INSTRUCTIONS TO FOLLOW — Work through the data below and copy out every line where "monitor" is found.

DATA SUPPLIED —
▼

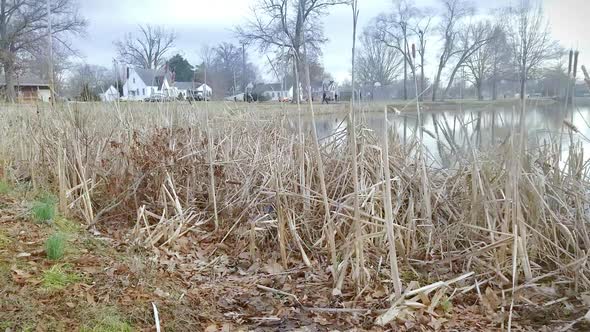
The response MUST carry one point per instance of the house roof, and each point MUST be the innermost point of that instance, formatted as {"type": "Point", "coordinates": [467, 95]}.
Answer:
{"type": "Point", "coordinates": [25, 79]}
{"type": "Point", "coordinates": [151, 77]}
{"type": "Point", "coordinates": [187, 85]}
{"type": "Point", "coordinates": [263, 87]}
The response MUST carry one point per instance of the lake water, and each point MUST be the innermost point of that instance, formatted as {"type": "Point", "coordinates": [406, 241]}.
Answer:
{"type": "Point", "coordinates": [449, 136]}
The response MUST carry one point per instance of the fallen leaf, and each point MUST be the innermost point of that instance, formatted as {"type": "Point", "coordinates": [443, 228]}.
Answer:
{"type": "Point", "coordinates": [212, 328]}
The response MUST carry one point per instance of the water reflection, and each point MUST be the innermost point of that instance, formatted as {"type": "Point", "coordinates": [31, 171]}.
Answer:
{"type": "Point", "coordinates": [450, 136]}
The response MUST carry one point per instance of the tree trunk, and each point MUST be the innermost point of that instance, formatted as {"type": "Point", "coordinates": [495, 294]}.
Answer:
{"type": "Point", "coordinates": [421, 98]}
{"type": "Point", "coordinates": [296, 96]}
{"type": "Point", "coordinates": [405, 78]}
{"type": "Point", "coordinates": [436, 83]}
{"type": "Point", "coordinates": [523, 77]}
{"type": "Point", "coordinates": [9, 77]}
{"type": "Point", "coordinates": [494, 89]}
{"type": "Point", "coordinates": [479, 85]}
{"type": "Point", "coordinates": [451, 80]}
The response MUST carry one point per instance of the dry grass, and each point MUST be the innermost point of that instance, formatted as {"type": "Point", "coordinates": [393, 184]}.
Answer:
{"type": "Point", "coordinates": [508, 219]}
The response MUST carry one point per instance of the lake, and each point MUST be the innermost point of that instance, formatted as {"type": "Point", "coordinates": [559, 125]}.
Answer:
{"type": "Point", "coordinates": [448, 136]}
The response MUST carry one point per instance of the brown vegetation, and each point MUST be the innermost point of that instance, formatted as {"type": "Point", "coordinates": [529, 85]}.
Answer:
{"type": "Point", "coordinates": [502, 234]}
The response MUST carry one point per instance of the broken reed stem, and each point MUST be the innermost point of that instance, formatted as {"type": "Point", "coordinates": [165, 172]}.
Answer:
{"type": "Point", "coordinates": [330, 228]}
{"type": "Point", "coordinates": [359, 263]}
{"type": "Point", "coordinates": [426, 203]}
{"type": "Point", "coordinates": [397, 285]}
{"type": "Point", "coordinates": [210, 153]}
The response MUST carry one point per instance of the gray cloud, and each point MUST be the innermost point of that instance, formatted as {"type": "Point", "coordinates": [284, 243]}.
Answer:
{"type": "Point", "coordinates": [199, 22]}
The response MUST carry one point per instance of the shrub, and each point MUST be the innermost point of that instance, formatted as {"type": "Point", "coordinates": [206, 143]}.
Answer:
{"type": "Point", "coordinates": [58, 277]}
{"type": "Point", "coordinates": [44, 210]}
{"type": "Point", "coordinates": [4, 187]}
{"type": "Point", "coordinates": [55, 246]}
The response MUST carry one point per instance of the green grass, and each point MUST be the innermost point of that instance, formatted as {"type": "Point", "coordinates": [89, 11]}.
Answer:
{"type": "Point", "coordinates": [55, 246]}
{"type": "Point", "coordinates": [4, 187]}
{"type": "Point", "coordinates": [59, 277]}
{"type": "Point", "coordinates": [108, 320]}
{"type": "Point", "coordinates": [66, 226]}
{"type": "Point", "coordinates": [4, 240]}
{"type": "Point", "coordinates": [44, 209]}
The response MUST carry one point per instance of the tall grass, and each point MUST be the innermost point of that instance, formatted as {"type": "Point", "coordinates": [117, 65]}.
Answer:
{"type": "Point", "coordinates": [146, 168]}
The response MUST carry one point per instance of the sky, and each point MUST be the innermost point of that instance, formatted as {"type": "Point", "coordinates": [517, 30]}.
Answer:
{"type": "Point", "coordinates": [209, 22]}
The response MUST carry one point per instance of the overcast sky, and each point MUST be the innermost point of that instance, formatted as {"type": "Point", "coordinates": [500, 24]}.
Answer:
{"type": "Point", "coordinates": [199, 22]}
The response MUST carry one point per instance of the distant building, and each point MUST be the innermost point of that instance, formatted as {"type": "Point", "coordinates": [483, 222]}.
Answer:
{"type": "Point", "coordinates": [273, 91]}
{"type": "Point", "coordinates": [29, 87]}
{"type": "Point", "coordinates": [191, 89]}
{"type": "Point", "coordinates": [144, 83]}
{"type": "Point", "coordinates": [110, 95]}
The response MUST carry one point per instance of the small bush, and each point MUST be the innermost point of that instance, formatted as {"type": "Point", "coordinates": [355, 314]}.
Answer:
{"type": "Point", "coordinates": [107, 319]}
{"type": "Point", "coordinates": [58, 277]}
{"type": "Point", "coordinates": [44, 210]}
{"type": "Point", "coordinates": [55, 246]}
{"type": "Point", "coordinates": [4, 187]}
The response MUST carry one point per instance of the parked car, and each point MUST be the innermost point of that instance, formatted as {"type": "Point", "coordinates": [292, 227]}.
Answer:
{"type": "Point", "coordinates": [196, 96]}
{"type": "Point", "coordinates": [158, 97]}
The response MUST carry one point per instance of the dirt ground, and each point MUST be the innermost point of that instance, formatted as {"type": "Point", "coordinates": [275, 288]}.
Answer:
{"type": "Point", "coordinates": [105, 283]}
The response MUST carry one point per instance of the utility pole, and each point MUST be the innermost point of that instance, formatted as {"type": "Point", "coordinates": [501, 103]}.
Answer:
{"type": "Point", "coordinates": [244, 69]}
{"type": "Point", "coordinates": [50, 46]}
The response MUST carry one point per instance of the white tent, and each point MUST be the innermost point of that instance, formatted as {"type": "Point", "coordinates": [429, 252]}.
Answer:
{"type": "Point", "coordinates": [204, 87]}
{"type": "Point", "coordinates": [110, 95]}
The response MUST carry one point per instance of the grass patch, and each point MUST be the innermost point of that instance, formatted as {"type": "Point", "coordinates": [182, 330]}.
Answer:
{"type": "Point", "coordinates": [59, 277]}
{"type": "Point", "coordinates": [44, 209]}
{"type": "Point", "coordinates": [108, 320]}
{"type": "Point", "coordinates": [66, 226]}
{"type": "Point", "coordinates": [4, 241]}
{"type": "Point", "coordinates": [55, 246]}
{"type": "Point", "coordinates": [4, 187]}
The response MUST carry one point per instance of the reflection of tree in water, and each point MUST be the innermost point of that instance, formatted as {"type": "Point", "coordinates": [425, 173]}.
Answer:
{"type": "Point", "coordinates": [449, 137]}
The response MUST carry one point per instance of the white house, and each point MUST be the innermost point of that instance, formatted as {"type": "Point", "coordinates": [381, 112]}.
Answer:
{"type": "Point", "coordinates": [192, 89]}
{"type": "Point", "coordinates": [143, 83]}
{"type": "Point", "coordinates": [273, 92]}
{"type": "Point", "coordinates": [110, 95]}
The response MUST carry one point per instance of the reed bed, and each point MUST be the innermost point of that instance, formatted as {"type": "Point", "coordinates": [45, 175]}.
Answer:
{"type": "Point", "coordinates": [509, 218]}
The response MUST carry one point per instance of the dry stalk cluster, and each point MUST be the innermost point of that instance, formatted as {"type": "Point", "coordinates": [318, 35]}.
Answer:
{"type": "Point", "coordinates": [509, 214]}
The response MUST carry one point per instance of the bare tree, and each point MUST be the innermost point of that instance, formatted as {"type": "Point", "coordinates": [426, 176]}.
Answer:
{"type": "Point", "coordinates": [480, 63]}
{"type": "Point", "coordinates": [472, 41]}
{"type": "Point", "coordinates": [530, 41]}
{"type": "Point", "coordinates": [225, 71]}
{"type": "Point", "coordinates": [454, 11]}
{"type": "Point", "coordinates": [376, 62]}
{"type": "Point", "coordinates": [395, 31]}
{"type": "Point", "coordinates": [280, 25]}
{"type": "Point", "coordinates": [146, 49]}
{"type": "Point", "coordinates": [24, 27]}
{"type": "Point", "coordinates": [421, 30]}
{"type": "Point", "coordinates": [96, 79]}
{"type": "Point", "coordinates": [500, 58]}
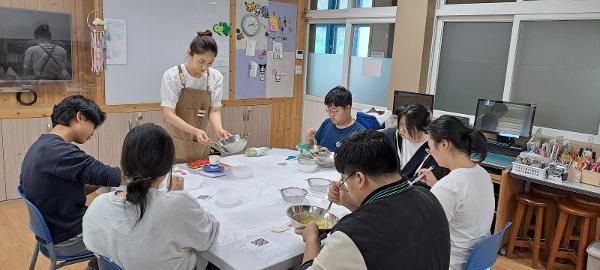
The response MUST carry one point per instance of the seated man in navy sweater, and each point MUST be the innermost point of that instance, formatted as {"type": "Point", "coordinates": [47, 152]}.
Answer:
{"type": "Point", "coordinates": [393, 225]}
{"type": "Point", "coordinates": [55, 172]}
{"type": "Point", "coordinates": [340, 123]}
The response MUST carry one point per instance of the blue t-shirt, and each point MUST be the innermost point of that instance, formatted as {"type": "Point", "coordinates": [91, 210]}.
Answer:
{"type": "Point", "coordinates": [329, 135]}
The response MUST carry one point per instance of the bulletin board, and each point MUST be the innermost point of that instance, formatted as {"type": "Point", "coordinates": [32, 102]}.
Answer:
{"type": "Point", "coordinates": [265, 57]}
{"type": "Point", "coordinates": [158, 35]}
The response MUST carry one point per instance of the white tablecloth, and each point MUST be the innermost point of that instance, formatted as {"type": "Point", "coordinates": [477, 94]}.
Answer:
{"type": "Point", "coordinates": [261, 209]}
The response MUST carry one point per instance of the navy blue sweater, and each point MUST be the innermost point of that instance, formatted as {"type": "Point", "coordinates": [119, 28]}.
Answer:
{"type": "Point", "coordinates": [53, 177]}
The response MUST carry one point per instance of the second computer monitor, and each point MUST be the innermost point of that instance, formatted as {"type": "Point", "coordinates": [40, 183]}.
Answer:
{"type": "Point", "coordinates": [404, 98]}
{"type": "Point", "coordinates": [506, 119]}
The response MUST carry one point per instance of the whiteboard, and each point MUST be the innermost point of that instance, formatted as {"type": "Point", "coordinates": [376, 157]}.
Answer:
{"type": "Point", "coordinates": [158, 37]}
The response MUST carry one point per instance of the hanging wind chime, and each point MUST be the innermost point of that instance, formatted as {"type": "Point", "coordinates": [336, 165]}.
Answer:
{"type": "Point", "coordinates": [97, 44]}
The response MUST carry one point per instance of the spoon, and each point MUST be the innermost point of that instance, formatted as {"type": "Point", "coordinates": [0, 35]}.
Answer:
{"type": "Point", "coordinates": [419, 177]}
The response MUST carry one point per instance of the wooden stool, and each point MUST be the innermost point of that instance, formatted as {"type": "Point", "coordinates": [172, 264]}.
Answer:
{"type": "Point", "coordinates": [585, 201]}
{"type": "Point", "coordinates": [568, 211]}
{"type": "Point", "coordinates": [531, 203]}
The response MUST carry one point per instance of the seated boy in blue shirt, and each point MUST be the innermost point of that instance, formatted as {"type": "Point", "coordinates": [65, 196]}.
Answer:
{"type": "Point", "coordinates": [55, 172]}
{"type": "Point", "coordinates": [340, 123]}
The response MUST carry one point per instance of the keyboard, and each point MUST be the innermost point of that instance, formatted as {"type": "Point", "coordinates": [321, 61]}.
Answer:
{"type": "Point", "coordinates": [504, 149]}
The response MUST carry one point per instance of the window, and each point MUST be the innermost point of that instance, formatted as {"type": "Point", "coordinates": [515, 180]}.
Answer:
{"type": "Point", "coordinates": [352, 48]}
{"type": "Point", "coordinates": [325, 57]}
{"type": "Point", "coordinates": [472, 65]}
{"type": "Point", "coordinates": [553, 60]}
{"type": "Point", "coordinates": [558, 68]}
{"type": "Point", "coordinates": [328, 4]}
{"type": "Point", "coordinates": [371, 63]}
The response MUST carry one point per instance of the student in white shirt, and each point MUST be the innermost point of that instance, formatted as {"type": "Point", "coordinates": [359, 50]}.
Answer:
{"type": "Point", "coordinates": [145, 228]}
{"type": "Point", "coordinates": [410, 142]}
{"type": "Point", "coordinates": [466, 193]}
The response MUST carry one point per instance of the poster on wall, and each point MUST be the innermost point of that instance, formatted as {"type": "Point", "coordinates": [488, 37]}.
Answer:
{"type": "Point", "coordinates": [265, 49]}
{"type": "Point", "coordinates": [115, 36]}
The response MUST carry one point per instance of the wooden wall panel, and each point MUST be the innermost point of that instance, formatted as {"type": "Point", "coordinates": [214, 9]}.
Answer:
{"type": "Point", "coordinates": [17, 137]}
{"type": "Point", "coordinates": [2, 181]}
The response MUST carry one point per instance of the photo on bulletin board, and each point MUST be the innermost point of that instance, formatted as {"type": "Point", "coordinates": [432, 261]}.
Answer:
{"type": "Point", "coordinates": [265, 49]}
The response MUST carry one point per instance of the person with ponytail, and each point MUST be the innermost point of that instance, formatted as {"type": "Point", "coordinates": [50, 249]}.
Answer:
{"type": "Point", "coordinates": [191, 96]}
{"type": "Point", "coordinates": [144, 227]}
{"type": "Point", "coordinates": [409, 142]}
{"type": "Point", "coordinates": [466, 193]}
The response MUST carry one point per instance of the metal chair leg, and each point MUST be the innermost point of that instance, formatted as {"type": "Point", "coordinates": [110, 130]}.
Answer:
{"type": "Point", "coordinates": [36, 250]}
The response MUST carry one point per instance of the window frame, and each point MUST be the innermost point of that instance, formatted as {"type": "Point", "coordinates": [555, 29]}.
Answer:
{"type": "Point", "coordinates": [350, 16]}
{"type": "Point", "coordinates": [515, 12]}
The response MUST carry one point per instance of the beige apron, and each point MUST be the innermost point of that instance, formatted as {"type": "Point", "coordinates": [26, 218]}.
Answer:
{"type": "Point", "coordinates": [193, 107]}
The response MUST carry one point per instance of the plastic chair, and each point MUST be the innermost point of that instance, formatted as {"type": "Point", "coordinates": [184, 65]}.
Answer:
{"type": "Point", "coordinates": [45, 244]}
{"type": "Point", "coordinates": [484, 254]}
{"type": "Point", "coordinates": [107, 264]}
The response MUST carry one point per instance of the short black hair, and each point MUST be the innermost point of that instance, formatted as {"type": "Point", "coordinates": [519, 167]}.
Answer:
{"type": "Point", "coordinates": [416, 117]}
{"type": "Point", "coordinates": [65, 111]}
{"type": "Point", "coordinates": [339, 96]}
{"type": "Point", "coordinates": [202, 43]}
{"type": "Point", "coordinates": [369, 152]}
{"type": "Point", "coordinates": [42, 31]}
{"type": "Point", "coordinates": [465, 139]}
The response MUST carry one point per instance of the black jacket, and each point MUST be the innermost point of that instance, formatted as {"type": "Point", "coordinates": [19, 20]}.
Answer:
{"type": "Point", "coordinates": [412, 166]}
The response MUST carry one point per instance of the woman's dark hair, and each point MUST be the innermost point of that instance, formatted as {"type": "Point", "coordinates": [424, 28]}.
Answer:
{"type": "Point", "coordinates": [42, 32]}
{"type": "Point", "coordinates": [369, 152]}
{"type": "Point", "coordinates": [202, 43]}
{"type": "Point", "coordinates": [65, 111]}
{"type": "Point", "coordinates": [416, 118]}
{"type": "Point", "coordinates": [467, 140]}
{"type": "Point", "coordinates": [339, 96]}
{"type": "Point", "coordinates": [148, 153]}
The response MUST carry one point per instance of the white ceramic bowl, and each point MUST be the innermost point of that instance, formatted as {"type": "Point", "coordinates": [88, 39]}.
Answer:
{"type": "Point", "coordinates": [293, 195]}
{"type": "Point", "coordinates": [228, 197]}
{"type": "Point", "coordinates": [242, 171]}
{"type": "Point", "coordinates": [307, 164]}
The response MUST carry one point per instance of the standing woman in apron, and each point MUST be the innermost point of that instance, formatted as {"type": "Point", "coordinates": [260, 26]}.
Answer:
{"type": "Point", "coordinates": [191, 96]}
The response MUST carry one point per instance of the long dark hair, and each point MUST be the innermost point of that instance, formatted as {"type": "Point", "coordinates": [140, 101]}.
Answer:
{"type": "Point", "coordinates": [467, 140]}
{"type": "Point", "coordinates": [148, 153]}
{"type": "Point", "coordinates": [202, 43]}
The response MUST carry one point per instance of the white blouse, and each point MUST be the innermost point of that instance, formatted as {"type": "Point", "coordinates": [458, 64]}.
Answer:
{"type": "Point", "coordinates": [171, 86]}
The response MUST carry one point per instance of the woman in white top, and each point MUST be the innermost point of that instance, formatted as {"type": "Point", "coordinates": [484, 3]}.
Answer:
{"type": "Point", "coordinates": [466, 193]}
{"type": "Point", "coordinates": [145, 228]}
{"type": "Point", "coordinates": [190, 96]}
{"type": "Point", "coordinates": [410, 142]}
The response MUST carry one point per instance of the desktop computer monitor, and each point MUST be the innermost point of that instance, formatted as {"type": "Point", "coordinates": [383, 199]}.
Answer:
{"type": "Point", "coordinates": [404, 98]}
{"type": "Point", "coordinates": [507, 119]}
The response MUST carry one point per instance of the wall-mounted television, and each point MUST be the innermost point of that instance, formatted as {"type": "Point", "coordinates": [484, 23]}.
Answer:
{"type": "Point", "coordinates": [35, 46]}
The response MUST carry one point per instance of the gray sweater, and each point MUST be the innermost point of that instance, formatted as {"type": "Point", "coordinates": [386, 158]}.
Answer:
{"type": "Point", "coordinates": [172, 232]}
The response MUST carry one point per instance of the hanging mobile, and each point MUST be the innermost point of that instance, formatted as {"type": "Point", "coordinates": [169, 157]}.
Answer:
{"type": "Point", "coordinates": [97, 44]}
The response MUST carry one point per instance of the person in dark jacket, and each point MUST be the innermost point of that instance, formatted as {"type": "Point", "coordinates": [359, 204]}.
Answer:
{"type": "Point", "coordinates": [409, 142]}
{"type": "Point", "coordinates": [393, 225]}
{"type": "Point", "coordinates": [55, 172]}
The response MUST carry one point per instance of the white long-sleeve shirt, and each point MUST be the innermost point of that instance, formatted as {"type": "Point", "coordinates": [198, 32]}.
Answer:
{"type": "Point", "coordinates": [467, 196]}
{"type": "Point", "coordinates": [172, 232]}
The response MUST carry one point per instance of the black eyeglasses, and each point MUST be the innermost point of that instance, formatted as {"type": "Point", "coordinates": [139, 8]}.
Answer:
{"type": "Point", "coordinates": [343, 184]}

▲

REPLY —
The response MUST carry one point per instance of the second computer monitor, and each point MUST be the innermost point of that instance, formatted as {"type": "Point", "coordinates": [40, 183]}.
The response MUST carry one point per instance of the desktop computer monitor, and each point MUST be the innermost point of that instance, formatted as {"type": "Point", "coordinates": [383, 199]}.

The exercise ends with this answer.